> **Description of the task**: How many lines in the entries below contain the word "blackhawks"? Reply with the number only.

> **Information given**:
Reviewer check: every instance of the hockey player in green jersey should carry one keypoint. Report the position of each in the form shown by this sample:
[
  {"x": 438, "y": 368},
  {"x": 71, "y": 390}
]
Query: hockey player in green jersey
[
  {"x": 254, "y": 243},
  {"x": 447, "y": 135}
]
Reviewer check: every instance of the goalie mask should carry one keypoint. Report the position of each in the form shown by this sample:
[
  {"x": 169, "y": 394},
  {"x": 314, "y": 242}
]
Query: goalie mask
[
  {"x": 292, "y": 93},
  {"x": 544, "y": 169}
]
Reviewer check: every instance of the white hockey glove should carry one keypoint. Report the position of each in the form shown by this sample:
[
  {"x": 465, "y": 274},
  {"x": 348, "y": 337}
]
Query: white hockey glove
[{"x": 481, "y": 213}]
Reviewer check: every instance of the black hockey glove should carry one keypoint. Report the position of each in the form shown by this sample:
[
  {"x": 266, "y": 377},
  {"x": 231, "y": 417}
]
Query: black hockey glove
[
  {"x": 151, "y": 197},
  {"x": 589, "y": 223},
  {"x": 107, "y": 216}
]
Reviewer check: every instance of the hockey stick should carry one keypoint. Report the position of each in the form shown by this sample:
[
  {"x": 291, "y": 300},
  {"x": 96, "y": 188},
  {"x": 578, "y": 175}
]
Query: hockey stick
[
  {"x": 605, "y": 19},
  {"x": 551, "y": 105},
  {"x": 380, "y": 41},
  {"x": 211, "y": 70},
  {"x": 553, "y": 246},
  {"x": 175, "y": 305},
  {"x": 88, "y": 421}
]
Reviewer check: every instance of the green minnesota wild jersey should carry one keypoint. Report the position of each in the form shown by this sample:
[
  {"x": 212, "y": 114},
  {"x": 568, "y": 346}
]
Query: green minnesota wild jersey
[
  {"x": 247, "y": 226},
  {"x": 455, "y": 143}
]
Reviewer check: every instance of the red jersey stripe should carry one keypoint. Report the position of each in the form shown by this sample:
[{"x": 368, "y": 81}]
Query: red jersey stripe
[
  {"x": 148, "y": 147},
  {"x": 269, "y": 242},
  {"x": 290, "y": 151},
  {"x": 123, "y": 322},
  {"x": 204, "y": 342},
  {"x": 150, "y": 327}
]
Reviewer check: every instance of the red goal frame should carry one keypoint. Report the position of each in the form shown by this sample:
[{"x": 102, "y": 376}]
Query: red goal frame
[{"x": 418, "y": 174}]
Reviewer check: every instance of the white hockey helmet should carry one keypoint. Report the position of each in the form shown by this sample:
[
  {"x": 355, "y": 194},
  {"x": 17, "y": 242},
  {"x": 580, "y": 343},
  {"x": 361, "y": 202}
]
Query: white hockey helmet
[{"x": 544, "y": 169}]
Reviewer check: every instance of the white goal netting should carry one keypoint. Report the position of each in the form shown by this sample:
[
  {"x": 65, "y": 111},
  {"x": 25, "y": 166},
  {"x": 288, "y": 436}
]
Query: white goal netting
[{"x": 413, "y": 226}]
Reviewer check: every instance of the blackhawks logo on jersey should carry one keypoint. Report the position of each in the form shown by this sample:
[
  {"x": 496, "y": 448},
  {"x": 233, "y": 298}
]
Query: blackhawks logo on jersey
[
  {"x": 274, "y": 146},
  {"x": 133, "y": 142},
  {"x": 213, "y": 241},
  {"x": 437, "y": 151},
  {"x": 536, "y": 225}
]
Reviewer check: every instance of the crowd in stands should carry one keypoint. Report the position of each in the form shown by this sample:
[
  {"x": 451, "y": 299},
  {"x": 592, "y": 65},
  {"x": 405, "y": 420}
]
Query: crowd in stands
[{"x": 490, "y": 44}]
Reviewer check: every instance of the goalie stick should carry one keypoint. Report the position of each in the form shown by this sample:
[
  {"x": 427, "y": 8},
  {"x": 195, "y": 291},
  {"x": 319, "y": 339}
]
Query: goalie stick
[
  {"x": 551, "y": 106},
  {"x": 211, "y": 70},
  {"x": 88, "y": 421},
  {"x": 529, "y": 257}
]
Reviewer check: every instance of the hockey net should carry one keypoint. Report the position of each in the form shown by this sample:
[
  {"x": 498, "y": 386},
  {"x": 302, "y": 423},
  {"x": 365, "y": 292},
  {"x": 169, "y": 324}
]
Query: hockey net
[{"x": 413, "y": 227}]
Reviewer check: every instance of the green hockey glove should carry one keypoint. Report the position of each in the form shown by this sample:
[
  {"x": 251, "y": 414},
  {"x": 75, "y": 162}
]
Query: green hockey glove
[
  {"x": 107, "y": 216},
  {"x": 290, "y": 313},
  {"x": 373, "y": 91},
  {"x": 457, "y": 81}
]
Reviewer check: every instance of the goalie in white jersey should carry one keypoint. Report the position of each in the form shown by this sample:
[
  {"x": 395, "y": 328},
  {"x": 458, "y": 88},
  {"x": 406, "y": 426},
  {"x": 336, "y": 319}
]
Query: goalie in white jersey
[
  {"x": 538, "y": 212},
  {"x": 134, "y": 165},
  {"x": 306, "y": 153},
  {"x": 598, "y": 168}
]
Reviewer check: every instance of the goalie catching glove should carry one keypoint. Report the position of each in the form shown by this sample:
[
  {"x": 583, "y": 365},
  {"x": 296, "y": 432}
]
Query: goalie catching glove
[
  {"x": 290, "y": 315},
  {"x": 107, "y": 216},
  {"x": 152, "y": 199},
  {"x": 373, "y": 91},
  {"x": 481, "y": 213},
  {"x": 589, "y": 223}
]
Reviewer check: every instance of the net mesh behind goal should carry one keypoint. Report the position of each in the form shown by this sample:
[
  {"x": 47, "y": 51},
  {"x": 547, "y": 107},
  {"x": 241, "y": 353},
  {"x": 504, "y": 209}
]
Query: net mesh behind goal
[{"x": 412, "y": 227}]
==
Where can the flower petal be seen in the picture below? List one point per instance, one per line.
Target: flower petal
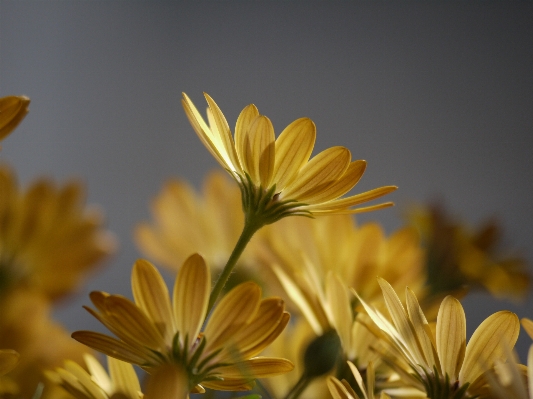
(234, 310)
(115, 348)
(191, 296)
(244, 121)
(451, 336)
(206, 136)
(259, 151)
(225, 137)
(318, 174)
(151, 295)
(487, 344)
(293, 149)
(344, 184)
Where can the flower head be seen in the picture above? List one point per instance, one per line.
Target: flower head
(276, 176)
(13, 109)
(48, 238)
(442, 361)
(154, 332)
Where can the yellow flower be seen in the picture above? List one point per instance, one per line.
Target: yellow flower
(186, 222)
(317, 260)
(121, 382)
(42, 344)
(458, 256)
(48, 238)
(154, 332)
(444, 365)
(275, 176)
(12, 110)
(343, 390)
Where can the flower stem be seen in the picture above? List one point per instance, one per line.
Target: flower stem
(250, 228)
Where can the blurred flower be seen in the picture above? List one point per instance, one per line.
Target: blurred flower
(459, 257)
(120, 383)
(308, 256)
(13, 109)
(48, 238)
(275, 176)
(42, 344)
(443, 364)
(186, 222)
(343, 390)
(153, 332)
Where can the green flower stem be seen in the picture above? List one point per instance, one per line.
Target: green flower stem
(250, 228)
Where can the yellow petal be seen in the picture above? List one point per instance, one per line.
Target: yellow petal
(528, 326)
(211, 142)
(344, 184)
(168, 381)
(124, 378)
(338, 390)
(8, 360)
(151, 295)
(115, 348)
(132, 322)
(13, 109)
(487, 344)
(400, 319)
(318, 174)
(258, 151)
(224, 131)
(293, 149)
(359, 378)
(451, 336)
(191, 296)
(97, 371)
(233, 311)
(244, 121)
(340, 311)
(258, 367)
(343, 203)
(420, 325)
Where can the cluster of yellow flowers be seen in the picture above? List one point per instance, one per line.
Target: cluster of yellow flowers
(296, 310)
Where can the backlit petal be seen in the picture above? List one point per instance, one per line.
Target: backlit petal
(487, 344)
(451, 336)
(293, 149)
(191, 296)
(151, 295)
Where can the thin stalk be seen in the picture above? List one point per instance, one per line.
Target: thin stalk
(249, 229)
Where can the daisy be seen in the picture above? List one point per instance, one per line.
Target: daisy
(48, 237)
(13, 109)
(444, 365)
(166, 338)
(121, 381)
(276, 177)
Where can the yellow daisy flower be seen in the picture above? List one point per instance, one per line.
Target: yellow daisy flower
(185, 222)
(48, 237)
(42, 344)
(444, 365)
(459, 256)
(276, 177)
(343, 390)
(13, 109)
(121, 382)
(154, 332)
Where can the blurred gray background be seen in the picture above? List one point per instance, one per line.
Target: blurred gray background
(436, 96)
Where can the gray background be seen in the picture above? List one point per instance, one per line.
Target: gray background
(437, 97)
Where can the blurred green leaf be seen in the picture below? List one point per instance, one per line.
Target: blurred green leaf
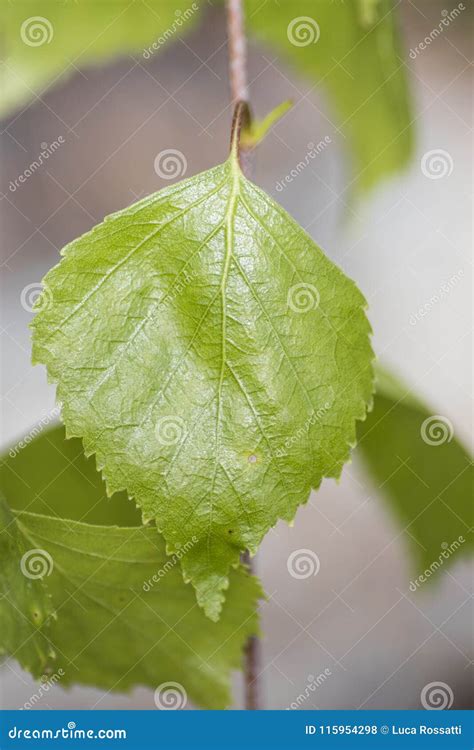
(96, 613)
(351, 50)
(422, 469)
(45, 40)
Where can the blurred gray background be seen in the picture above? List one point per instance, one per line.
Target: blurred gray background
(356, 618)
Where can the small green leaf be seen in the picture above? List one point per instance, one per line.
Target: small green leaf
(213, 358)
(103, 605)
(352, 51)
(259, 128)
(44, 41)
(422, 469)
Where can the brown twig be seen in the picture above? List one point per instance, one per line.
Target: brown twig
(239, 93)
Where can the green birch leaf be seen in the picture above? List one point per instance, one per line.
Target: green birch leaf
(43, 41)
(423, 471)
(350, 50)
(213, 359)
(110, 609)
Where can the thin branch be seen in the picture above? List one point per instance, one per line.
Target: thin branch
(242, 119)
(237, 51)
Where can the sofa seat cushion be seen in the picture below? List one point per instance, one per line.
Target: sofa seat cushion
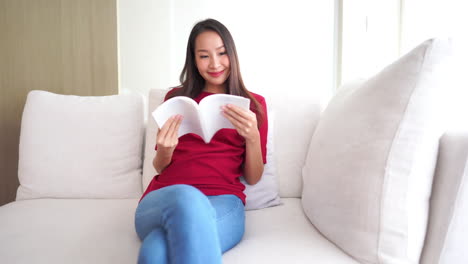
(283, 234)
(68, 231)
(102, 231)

> **Output for this exercise**: 2